__Given task 1__
Reproduce a passage of the court opinion, beginning at the words "Susan Robinson and Douglass Robinson, III appeal" and stopping after "follow, we affirm.".
__Given task 2__
Proceed with the court opinion on the sidewalk fall at the school, continuing from the end of its last paragraph.
━━━━━ Provided text
NOT DESIGNATED FOR PUBLICATION
Appealed from the 18th Judicial District Court In and for the Parish of Pointe Coupee State of Louisiana Docket No. 49987 The Honorable Elizabeth A. Engolio, Judge Presiding
James F. Beatty, Jr. Baton Rouge, Louisiana Counsel for Plaintiff/Appellant, Susan Robinson and Douglass Robinson, III
D. Scott Rainwater Chris W. Caswell Claire E. Sauls Baton Rouge, Louisiana Counsel for Defendant/Appellee, Pointe Coupee Parish School Board
BEFORE: THERIOT, PENZATO, AND MILLER, JJ.
MILLER, J.
Susan Robinson and Douglass Robinson, III appeal a summary judgment dismissing their claims against Pointe Coupee Parish School Board, with prejudice, based on a finding that the complained-of condition is not unreasonably dangerous. For the reasons that follow, we affirm.
FACTS AND PROCEDURAL HISTORY
Susan Robinson ("Ms. Robinson") and Douglass Robinson, III ("Mr. Robinson") filed suit against Pointe Coupee Parish School Board ("School Board") and Louisiana Claims Administrator, for injuries allegedly sustained in a trip and fall incident at STEM Magnet Academy of Pointe Coupee ("STEM") on October 8, 2019. Ms. Robinson was attending an event at STEM when she allegedly tripped on either an expansion joint in the sidewalk or where the sidewalk was broken by an inclined area and fell. The Robinsons alleged that, as a result of the fall, Ms. Robinson suffered physical injuries, emotional distress, mental anguish, and mental pain and suffering. Additionally, the Robinsons alleged that Mr. Robinson sustained a loss of consortium, society, companionship, and services.
The location of the trip and fall incident is unclear. Ms, Robinson offers two possible locations. This uncertainty is central to our analysis.
On February 23, 2022, the School Board filed a motion for summary judgment, contending that the Robinsons could not prove that the condition of the sidewalk was unreasonably dangerous. Further, it alleged that even if the Robinsons could prove that the defect created an unreasonable risk of harm, they would be unable to prove that the School Board had actual or constructive notice of the defect. In support of its motion, the School Board attached a statement of uncontested material facts; a list of essential legal elements; the petition for damages; an excerpt of the deposition of Ms. Robinson; photographs of the sidewalk; and the affidavit of Lacey Bueche ("Ms. Bueche") with an incident report and photographs of the sidewalk attached. The Robinsons opposed the motion and attached the affidavit of Junior Stanley ("Mr. Stanley") with photographs of the sidewalk attached.
Photographs are not included in the list of documents that may be filed in support of or in opposition to a motion for summary judgment. See La. C.C.P. art. 966(A)(4). However, the court shall consider any documents to which no objection is made. See La. C.C.P. art. 966(D)(2). Here, the Robinsons did not object to the photographs filed in support of the School Board's motion for summary judgment, so the trial court properly considered them.
━━━━━━━━━━
━━━━━ Information shown
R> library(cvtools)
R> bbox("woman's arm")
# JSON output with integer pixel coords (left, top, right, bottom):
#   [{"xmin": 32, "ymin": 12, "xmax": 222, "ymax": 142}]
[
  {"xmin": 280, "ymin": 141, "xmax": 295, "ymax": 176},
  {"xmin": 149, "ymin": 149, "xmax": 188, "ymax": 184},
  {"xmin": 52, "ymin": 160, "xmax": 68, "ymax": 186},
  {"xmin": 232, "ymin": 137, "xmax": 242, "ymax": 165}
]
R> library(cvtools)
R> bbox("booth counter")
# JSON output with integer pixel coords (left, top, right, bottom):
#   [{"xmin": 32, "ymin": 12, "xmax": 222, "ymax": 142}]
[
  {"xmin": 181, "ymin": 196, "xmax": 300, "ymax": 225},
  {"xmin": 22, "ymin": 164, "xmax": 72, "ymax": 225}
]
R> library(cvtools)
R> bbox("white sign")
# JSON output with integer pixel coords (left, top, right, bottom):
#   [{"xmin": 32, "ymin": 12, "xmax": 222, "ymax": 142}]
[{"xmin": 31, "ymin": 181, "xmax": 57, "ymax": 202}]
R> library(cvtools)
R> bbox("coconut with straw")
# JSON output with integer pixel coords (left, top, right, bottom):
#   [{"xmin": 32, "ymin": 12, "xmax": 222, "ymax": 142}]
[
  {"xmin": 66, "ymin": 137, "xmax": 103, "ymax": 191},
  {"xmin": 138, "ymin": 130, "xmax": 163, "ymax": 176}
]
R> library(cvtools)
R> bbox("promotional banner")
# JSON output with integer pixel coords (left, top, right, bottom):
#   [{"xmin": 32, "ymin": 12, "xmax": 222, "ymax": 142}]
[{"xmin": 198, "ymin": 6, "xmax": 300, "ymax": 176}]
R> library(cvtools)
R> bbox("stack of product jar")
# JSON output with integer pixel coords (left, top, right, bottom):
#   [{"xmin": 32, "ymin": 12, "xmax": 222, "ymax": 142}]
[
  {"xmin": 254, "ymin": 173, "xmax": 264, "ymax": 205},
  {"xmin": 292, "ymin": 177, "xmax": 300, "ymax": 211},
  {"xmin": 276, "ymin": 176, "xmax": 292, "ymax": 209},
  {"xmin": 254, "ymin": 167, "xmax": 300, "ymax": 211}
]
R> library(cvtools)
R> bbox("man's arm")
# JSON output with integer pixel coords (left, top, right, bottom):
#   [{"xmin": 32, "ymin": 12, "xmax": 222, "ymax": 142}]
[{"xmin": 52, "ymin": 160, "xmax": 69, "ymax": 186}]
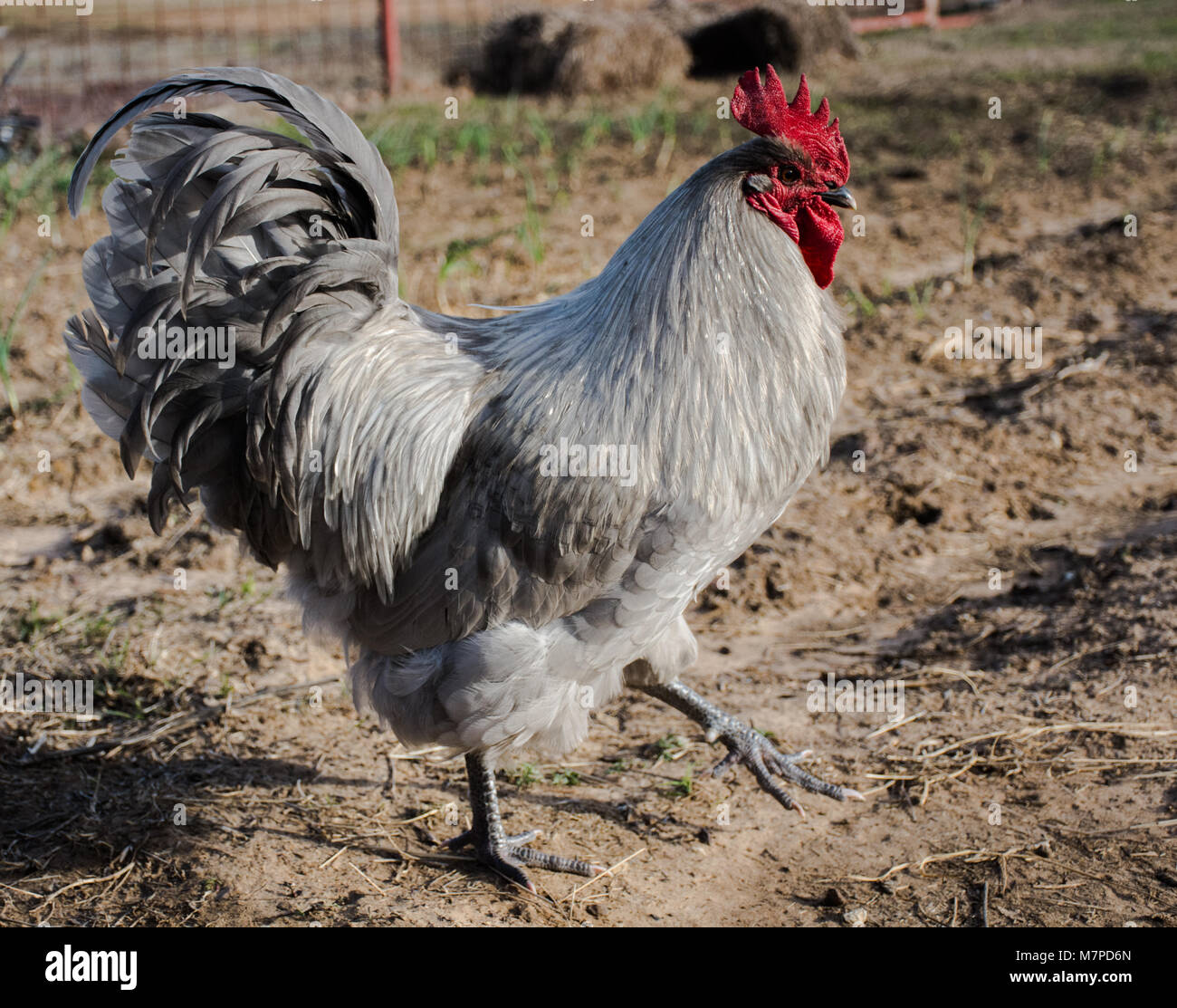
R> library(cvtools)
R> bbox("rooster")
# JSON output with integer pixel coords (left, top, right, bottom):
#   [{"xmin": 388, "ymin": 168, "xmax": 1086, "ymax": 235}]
[{"xmin": 65, "ymin": 67, "xmax": 862, "ymax": 889}]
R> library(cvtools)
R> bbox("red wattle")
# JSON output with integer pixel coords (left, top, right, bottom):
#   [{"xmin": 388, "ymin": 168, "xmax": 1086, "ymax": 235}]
[{"xmin": 796, "ymin": 199, "xmax": 844, "ymax": 290}]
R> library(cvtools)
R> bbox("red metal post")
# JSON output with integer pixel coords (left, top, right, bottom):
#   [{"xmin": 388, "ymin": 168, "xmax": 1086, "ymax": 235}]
[{"xmin": 380, "ymin": 0, "xmax": 400, "ymax": 94}]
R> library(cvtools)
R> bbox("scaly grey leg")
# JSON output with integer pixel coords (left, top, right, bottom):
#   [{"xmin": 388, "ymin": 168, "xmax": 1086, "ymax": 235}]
[
  {"xmin": 445, "ymin": 753, "xmax": 605, "ymax": 893},
  {"xmin": 638, "ymin": 679, "xmax": 863, "ymax": 819}
]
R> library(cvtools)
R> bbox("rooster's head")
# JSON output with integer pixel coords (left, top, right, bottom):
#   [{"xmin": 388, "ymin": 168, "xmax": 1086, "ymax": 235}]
[{"xmin": 732, "ymin": 66, "xmax": 856, "ymax": 287}]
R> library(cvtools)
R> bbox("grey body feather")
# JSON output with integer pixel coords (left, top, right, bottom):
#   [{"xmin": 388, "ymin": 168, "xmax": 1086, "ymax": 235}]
[{"xmin": 66, "ymin": 68, "xmax": 845, "ymax": 754}]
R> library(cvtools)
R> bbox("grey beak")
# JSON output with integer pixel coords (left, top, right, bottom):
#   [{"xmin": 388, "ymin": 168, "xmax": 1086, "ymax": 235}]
[{"xmin": 821, "ymin": 186, "xmax": 858, "ymax": 209}]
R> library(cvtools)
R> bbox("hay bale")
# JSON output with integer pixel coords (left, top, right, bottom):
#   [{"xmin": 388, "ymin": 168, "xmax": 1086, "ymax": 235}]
[
  {"xmin": 461, "ymin": 8, "xmax": 691, "ymax": 95},
  {"xmin": 650, "ymin": 0, "xmax": 858, "ymax": 77}
]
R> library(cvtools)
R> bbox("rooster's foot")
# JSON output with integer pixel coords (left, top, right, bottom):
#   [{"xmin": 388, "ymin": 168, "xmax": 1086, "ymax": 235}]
[
  {"xmin": 445, "ymin": 754, "xmax": 605, "ymax": 893},
  {"xmin": 643, "ymin": 682, "xmax": 863, "ymax": 819}
]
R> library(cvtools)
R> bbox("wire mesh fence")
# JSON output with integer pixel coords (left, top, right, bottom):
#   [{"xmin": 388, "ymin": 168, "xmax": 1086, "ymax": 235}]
[
  {"xmin": 0, "ymin": 0, "xmax": 951, "ymax": 133},
  {"xmin": 0, "ymin": 0, "xmax": 507, "ymax": 130}
]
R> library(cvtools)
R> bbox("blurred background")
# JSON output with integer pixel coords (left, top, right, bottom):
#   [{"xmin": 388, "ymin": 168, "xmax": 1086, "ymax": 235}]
[{"xmin": 0, "ymin": 0, "xmax": 1177, "ymax": 926}]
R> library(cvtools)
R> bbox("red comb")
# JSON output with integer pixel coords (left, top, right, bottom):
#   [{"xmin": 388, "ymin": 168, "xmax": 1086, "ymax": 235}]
[{"xmin": 732, "ymin": 66, "xmax": 850, "ymax": 181}]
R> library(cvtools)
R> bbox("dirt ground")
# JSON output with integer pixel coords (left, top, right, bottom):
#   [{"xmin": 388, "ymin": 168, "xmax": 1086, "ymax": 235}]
[{"xmin": 0, "ymin": 3, "xmax": 1177, "ymax": 926}]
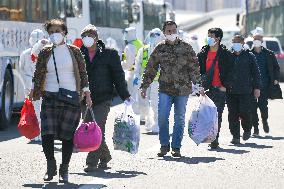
━━━━━━━━━━
__Expected output 1__
Susan Robinson and Douglass Robinson, III appeal a summary judgment dismissing their claims against Pointe Coupee Parish School Board, with prejudice, based on a finding that the complained-of condition is not unreasonably dangerous. For the reasons that follow, we affirm.

__Expected output 2__
The School Board filed a reply memorandum and an objection to Mr. Stanley's affidavit, asserting that it was not made on personal knowledge and contained inadmissible hearsay. Thereafter, the Robinsons filed a response to the School Board's objection to Mr. Stanley's affidavit and an objection to Ms. Bueche's affidavit. The School Board filed a motion to strike the Robinsons' response and objection.
This objection is not contained in the record as the trial court struck the pleading.
At the hearing on the motion, the trial court indicated that the School Board was able to show that the crack in the sidewalk - where the sidewalk was broken near an inclined area -was under an inch and a half, so the complained-of condition was not unreasonably dangerous. Based upon this showing, the trial court granted the School Board's motion for summary judgment and dismissed the Robinsons' claims against the School Board, with prejudice. A judgment in conformity with this ruling was signed on September 6, 2022, therein also granting the School Board's motion to strike and overruling the School Board's objection to Mr. Stanley's affidavit. The Robinsons now appeal, contending that the trial court erred in granting the School Board's motion for summary judgment due to the existence of genuine issues of material fact.
Louisiana Code of Civil Procedure article 966 was subsequently amended by La. Acts 2023, No. 317, § 1; La. Acts 2023, No. 368, § 1, effective August 1, 2023. This court has determined that the amendments are substantive and cannot be applied retroactively. See La. C.C.P. art. 966, Comments - 2023, Comment (f); Ricketson v. McKenzie, 2023-0314 (La.App. 1st Cir. 10/4/23), ___ So.3d ___, ___, 2023 WL 7037495, *4. Accordingly, in the instant matter, we apply the version of La. C.C.P. art. 966 in effect at the time the motions for summary judgment were submitted and heard.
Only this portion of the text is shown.